采用热重、热重-红外联用及差示扫描量热法研究苦丁茶冬青叶多糖KPSⅢa的热稳定性。结果表明,苦丁茶冬青叶多糖在225℃以下只失去吸附水,在225~625℃间发生剧烈的裂解反应,产生水和二氧化碳;与肝素、淀粉、半乳糖及甲壳素的热分析比较,含有硫酸酯的苦丁茶冬青叶多糖和肝素的热稳定性较低,含氨基的甲壳素的热稳定性最好。说明苦丁茶冬青叶多糖在225℃以下相对稳定,不同的基团对多糖的热稳定性有很大影响。

关键词: 苦丁茶冬青叶, 多糖, 热重, 热重-红外联用, 差示扫描量热法

Abstract:

The thermal decomposition of polysaccharide fraction KPS Ⅲa from leaves of Ilex kudingcha C. J. Tseng was studied by using thermogravimetry (TG), thermogravimetry-infrared (TG-IR) and differential scanning calorimetry (DSC) in N2. The results showed that the KPS Ⅲa is stable below 225 ℃ and only release a little of water. KPS Ⅲa is decomposed at 225 to 625℃ and release a great deal of water and carbon dioxide. Compared to galactose and starch, the thermal stability of the sulphated polysaccharide KPS Ⅲa and heparin are lower but the amino polysaccharide, chitin is higher. All these results demonstrated that the KPS Ⅲa is stable below 225 ℃, and different groups have great effects on the thermal stability of the polysaccharide.

◆ 任务说明 1
把阅读文本中从“The thermal decomposition”开始、到“of the polysaccharide.”结束的部分重写一遍，并将其中的“demonstrated”更新为“indicated”。
◆ 任务说明 2
根据阅读文本，苦丁茶冬青叶多糖在哪个温度区间发生剧烈的裂解反应？

◆ 数据部分
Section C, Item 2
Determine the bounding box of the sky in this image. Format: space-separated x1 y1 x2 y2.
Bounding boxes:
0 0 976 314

◆ 预期输出 1
The thermal decomposition of polysaccharide fraction KPS Ⅲa from leaves of Ilex kudingcha C. J. Tseng was studied by using thermogravimetry (TG), thermogravimetry-infrared (TG-IR) and differential scanning calorimetry (DSC) in N2. The results showed that the KPS Ⅲa is stable below 225 ℃ and only release a little of water. KPS Ⅲa is decomposed at 225 to 625℃ and release a great deal of water and carbon dioxide. Compared to galactose and starch, the thermal stability of the sulphated polysaccharide KPS Ⅲa and heparin are lower but the amino polysaccharide, chitin is higher. All these results indicated that the KPS Ⅲa is stable below 225 ℃, and different groups have great effects on the thermal stability of the polysaccharide.

◆ 预期输出 2
在225~625℃之间。